==== SOURCE MATERIAL ====

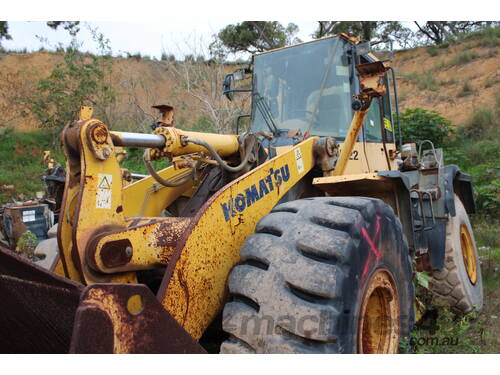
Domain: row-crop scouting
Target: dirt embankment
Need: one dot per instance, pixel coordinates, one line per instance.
(453, 80)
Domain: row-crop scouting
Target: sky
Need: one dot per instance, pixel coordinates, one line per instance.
(183, 27)
(149, 38)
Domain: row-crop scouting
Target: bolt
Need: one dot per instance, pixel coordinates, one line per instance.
(106, 152)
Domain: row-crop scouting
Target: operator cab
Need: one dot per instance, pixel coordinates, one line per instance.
(309, 88)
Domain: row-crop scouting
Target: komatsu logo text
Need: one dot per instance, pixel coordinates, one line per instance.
(255, 192)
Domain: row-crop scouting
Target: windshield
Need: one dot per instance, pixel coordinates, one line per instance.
(305, 87)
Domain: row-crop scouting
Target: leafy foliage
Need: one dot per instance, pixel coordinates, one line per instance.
(4, 30)
(79, 80)
(255, 36)
(437, 32)
(367, 30)
(70, 26)
(419, 124)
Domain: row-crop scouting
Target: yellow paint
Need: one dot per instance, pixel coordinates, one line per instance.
(348, 144)
(86, 113)
(387, 124)
(195, 292)
(347, 178)
(468, 253)
(148, 198)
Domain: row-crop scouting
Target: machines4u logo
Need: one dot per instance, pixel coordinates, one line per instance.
(255, 192)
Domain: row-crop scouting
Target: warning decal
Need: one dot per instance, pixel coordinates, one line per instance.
(299, 161)
(103, 194)
(28, 216)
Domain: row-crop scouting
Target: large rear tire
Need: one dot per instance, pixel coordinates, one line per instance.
(459, 284)
(322, 275)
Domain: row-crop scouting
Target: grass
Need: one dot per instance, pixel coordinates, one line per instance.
(424, 81)
(21, 162)
(487, 37)
(433, 51)
(491, 81)
(467, 89)
(463, 58)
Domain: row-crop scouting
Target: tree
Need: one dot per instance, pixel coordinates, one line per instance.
(367, 30)
(70, 26)
(362, 29)
(436, 32)
(4, 30)
(257, 36)
(82, 79)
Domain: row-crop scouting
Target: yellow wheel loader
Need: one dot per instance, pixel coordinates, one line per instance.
(301, 235)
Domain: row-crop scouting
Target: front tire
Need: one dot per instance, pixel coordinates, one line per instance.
(459, 284)
(322, 275)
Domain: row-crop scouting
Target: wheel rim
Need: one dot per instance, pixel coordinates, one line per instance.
(379, 319)
(468, 254)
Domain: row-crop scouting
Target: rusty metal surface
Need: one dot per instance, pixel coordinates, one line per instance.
(145, 244)
(124, 318)
(37, 307)
(194, 285)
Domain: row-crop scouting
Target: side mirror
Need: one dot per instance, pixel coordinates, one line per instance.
(363, 48)
(227, 88)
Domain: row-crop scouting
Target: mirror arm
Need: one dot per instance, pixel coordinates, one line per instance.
(238, 122)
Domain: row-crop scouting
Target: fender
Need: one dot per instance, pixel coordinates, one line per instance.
(459, 183)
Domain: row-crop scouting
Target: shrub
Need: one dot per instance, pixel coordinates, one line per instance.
(80, 80)
(467, 89)
(419, 124)
(433, 51)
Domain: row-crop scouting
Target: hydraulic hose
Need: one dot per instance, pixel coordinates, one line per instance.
(219, 160)
(158, 178)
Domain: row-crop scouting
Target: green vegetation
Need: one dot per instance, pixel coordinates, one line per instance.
(21, 161)
(467, 89)
(463, 57)
(80, 80)
(424, 81)
(419, 124)
(474, 147)
(433, 51)
(441, 331)
(26, 244)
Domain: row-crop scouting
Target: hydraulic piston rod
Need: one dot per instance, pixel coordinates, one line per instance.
(125, 139)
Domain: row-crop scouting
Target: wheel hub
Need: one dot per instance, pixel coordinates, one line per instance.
(468, 254)
(379, 319)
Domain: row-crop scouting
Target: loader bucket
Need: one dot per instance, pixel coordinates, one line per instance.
(41, 312)
(37, 307)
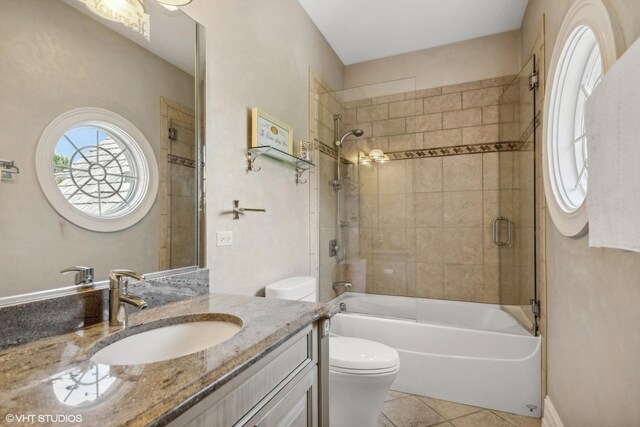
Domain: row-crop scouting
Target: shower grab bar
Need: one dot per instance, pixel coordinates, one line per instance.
(496, 231)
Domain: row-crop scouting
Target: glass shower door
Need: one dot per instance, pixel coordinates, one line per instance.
(514, 229)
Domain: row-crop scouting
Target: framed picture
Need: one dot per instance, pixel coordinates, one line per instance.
(269, 131)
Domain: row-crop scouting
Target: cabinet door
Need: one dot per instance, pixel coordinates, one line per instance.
(294, 406)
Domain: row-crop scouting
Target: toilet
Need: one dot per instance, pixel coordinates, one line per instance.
(360, 371)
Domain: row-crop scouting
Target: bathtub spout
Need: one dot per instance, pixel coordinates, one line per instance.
(341, 285)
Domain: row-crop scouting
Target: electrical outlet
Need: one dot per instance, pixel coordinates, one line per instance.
(224, 238)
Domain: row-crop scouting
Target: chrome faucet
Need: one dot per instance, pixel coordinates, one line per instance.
(341, 285)
(118, 294)
(84, 275)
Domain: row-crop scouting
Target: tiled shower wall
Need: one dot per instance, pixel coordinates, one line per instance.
(323, 104)
(425, 223)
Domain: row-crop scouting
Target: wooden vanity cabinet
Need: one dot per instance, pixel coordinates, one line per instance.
(282, 389)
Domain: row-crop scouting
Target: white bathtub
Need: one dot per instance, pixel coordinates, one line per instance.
(463, 352)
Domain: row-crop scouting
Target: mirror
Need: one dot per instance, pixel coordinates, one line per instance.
(61, 61)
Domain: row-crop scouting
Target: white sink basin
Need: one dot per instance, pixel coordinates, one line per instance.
(168, 342)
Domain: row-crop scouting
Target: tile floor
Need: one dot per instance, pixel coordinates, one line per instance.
(404, 410)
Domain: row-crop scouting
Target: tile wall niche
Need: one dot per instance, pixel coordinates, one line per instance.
(425, 217)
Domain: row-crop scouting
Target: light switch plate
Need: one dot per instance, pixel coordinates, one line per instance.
(224, 238)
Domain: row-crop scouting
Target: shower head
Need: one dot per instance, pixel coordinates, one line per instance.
(356, 132)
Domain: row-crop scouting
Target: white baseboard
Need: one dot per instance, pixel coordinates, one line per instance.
(551, 417)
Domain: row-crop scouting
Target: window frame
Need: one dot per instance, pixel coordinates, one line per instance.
(129, 135)
(572, 220)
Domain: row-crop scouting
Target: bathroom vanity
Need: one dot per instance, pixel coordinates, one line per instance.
(270, 372)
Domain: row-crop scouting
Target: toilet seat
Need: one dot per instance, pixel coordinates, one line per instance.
(361, 357)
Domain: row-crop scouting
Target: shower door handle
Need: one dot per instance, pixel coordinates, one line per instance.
(496, 231)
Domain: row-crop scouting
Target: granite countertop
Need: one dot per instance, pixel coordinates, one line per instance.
(53, 377)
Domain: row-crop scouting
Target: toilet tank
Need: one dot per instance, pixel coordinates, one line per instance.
(302, 288)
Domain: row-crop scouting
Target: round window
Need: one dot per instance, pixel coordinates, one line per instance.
(578, 73)
(97, 169)
(585, 48)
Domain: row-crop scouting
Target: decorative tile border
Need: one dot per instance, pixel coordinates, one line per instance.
(459, 150)
(177, 160)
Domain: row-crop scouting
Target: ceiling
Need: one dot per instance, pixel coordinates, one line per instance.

====

** PROMPT **
Write all the lines above out again exactly, minus the images.

** RESULT **
Domain: row-crop scouting
Target: dirt embankment
Need: one dot per instance, pixel coordinates, one line per instance.
(453, 80)
Domain: row-crop scouting
Target: sky
Need: one dot per instance, pixel coordinates, one line per instance.
(183, 27)
(149, 38)
Domain: row-crop scouting
Target: bolt
Need: one dot per instance, pixel coordinates, one line per instance.
(106, 152)
Domain: row-crop scouting
Target: operator cab
Need: one dot per instance, pixel coordinates, one line per instance.
(309, 88)
Domain: row-crop scouting
Target: komatsu logo text
Need: one dot per instance, pixel coordinates, one line per instance.
(255, 192)
Domain: row-crop scouting
Target: windshield
Need: one dot per instance, pixel coordinates, one line per instance.
(305, 87)
Domain: row-crop scouting
Target: leafy foliage
Need: one dot per instance, pixel coordinates, one line per instance.
(4, 30)
(79, 80)
(255, 36)
(437, 32)
(367, 30)
(70, 26)
(419, 124)
Domain: row-crop scouting
Target: yellow paint
Need: one dot per instance, pixel coordinates, one line per instance.
(348, 144)
(86, 113)
(387, 124)
(195, 292)
(347, 178)
(468, 253)
(148, 198)
Domain: row-crop scouting
Target: machines4u logo
Need: one dot per instance, pixel coordinates, one line per instance.
(255, 192)
Domain: row-crop scouting
Target: warning decal
Need: one dot per instance, pixel coordinates, one line per instance.
(299, 161)
(103, 194)
(28, 216)
Domain: row-crop scouting
Target: large rear tire
Need: one dot per instance, pixel coordinates, one line per instance.
(459, 284)
(322, 275)
Domain: row-crop scouting
Target: grass
Need: one dot per instance, pixel coordinates, one line per instance.
(424, 81)
(21, 162)
(487, 37)
(433, 51)
(491, 81)
(467, 89)
(463, 58)
Domain: row-crop scouting
Target: tree
Need: one dot per instance, pixel coordinates, one line per instance.
(367, 30)
(70, 26)
(362, 29)
(436, 32)
(4, 30)
(257, 36)
(82, 79)
Domain: row-crop scouting
Target: yellow wheel loader
Need: one dot per instance, pixel coordinates, one line per instance.
(301, 235)
Domain: row-crop scouting
Target: front tire
Need: one dot per instance, pixel coordinates, one line per instance.
(459, 284)
(322, 275)
Domain: row-crop scouting
Target: wheel rim
Need: one dot per instance, pixel coordinates, one line per instance.
(379, 319)
(468, 254)
Domain: row-crop scouting
Target: rusty metal surface
Need: one dot per instance, pixel coordinates, one line per instance.
(145, 244)
(124, 318)
(37, 307)
(194, 285)
Domain: row-crop scouting
Target: side mirror
Need: one dot per instance, pixel coordinates, one line per instance.
(363, 48)
(227, 88)
Domain: row-crop scouting
Target: mirror arm
Need: one dot per instance, pixel coordinates, one line per instance.
(238, 122)
Domain: row-crop scouting
Target: fender
Need: one dot per instance, pixel coordinates, one line per instance.
(459, 183)
Domain: row-crop scouting
Target: shrub
Need: one dot per instance, pixel coordinates, one line per instance.
(80, 80)
(467, 89)
(419, 124)
(433, 51)
Domain: row-crop scouting
Target: hydraulic hose
Need: one dot per instance, pixel coordinates, one line per instance.
(219, 160)
(158, 178)
Domain: row-crop scouting
Target: green vegetation
Need: one dot per instance, pixel coordinates, one line per instance.
(21, 161)
(467, 89)
(463, 57)
(80, 80)
(424, 81)
(419, 124)
(474, 147)
(433, 51)
(441, 331)
(26, 244)
Domain: row-crop scouting
Target: hydraulic piston rod
Need: one dot per instance, pixel coordinates, one line per instance.
(125, 139)
Domain: row-crop scouting
Target: wheel hub
Need: one dot per instance, pixel coordinates, one line per instance.
(468, 254)
(379, 319)
Domain: row-crop scouting
Target: loader bucket
Need: one dot per instance, pixel coordinates, one line per instance.
(41, 312)
(37, 307)
Domain: row-crop scouting
Target: shower grab bar
Need: one dot per instance, pixel coordinates, one line per instance.
(496, 231)
Domain: row-crop scouting
Target: glass shower door
Need: one dot per instance, pixel coordinates, one line per instance.
(514, 229)
Domain: row-crop scouting
Target: framed picture
Need: one dot per instance, pixel coordinates, one line per instance.
(269, 131)
Domain: row-crop scouting
Target: cabinet door
Need: one dot per instance, pixel coordinates, one line per instance.
(294, 406)
Domain: row-crop scouting
Target: toilet
Need: one dot per instance, pixel coordinates, one line per instance.
(360, 371)
Domain: row-crop scouting
Target: bathtub spout
Need: one dot per instance, pixel coordinates, one line per instance.
(341, 285)
Domain: row-crop scouting
Target: electrical outlet
Need: one dot per instance, pixel coordinates, one line per instance.
(224, 238)
Domain: row-crop scouting
Target: chrome faucet
Need: one dot per instance, pixel coordinates, one line per instance.
(341, 285)
(118, 294)
(84, 275)
Domain: row-crop scouting
Target: tiled shower wall
Need: one dot per instance, pixel coordinates, one line per instance.
(323, 104)
(425, 223)
Domain: row-crop scouting
Target: wooden vanity cabinet
Need: one dot per instance, pixel coordinates, one line per instance.
(282, 389)
Domain: row-crop scouting
Target: white bathtub
Need: one dot per instance, pixel coordinates, one line per instance.
(463, 352)
Domain: row-crop scouting
Target: mirror
Need: one dot per instance, pixel coordinates, one line per instance.
(61, 61)
Domain: row-crop scouting
Target: white sink basin
Need: one dot per instance, pixel coordinates, one line per instance.
(168, 342)
Domain: row-crop scouting
Target: tile floor
Need: one dot per instance, pixel coordinates, one line per instance.
(404, 410)
Domain: row-crop scouting
Target: tile wall niche
Need: one dot per instance, pixel coordinates, one line per instance.
(425, 217)
Domain: row-crop scouting
Target: light switch plate
Need: one dot per instance, pixel coordinates, one line per instance.
(224, 238)
Domain: row-crop scouting
Target: shower head
Need: one dot per instance, pixel coordinates, one line per instance.
(356, 132)
Domain: row-crop scouting
Target: white baseboard
Need: one dot per instance, pixel coordinates, one line per instance.
(551, 417)
Domain: row-crop scouting
Target: window frame
Need: one dot per instance, pixel coordinates, one line per instance.
(129, 135)
(572, 220)
Domain: row-crop scouting
Target: bathroom vanity
Need: one dot per instance, pixel coordinates, one line per instance.
(270, 372)
Domain: row-crop scouting
Target: toilet seat
Need: one dot per instance, pixel coordinates, one line per instance.
(361, 357)
Domain: row-crop scouting
Target: shower door handle
Need: one dot per instance, pixel coordinates, one line per instance.
(496, 231)
Domain: row-crop scouting
Target: granite countertop
Need: one dot per instance, pixel coordinates, one line per instance.
(53, 377)
Domain: row-crop scouting
Target: toilet tank
Need: one dot per instance, pixel coordinates, one line per instance.
(302, 288)
Domain: row-crop scouting
Target: round window
Need: one dot per instance, pixel coordinates, one line per instance.
(578, 73)
(97, 169)
(585, 48)
Domain: row-crop scouting
Target: decorative tile border
Need: one dot per instance, pixel coordinates, one line per instance.
(459, 150)
(177, 160)
Domain: row-crop scouting
Target: ceiling
Need: one dot per instance, pixel coordinates, one line per instance.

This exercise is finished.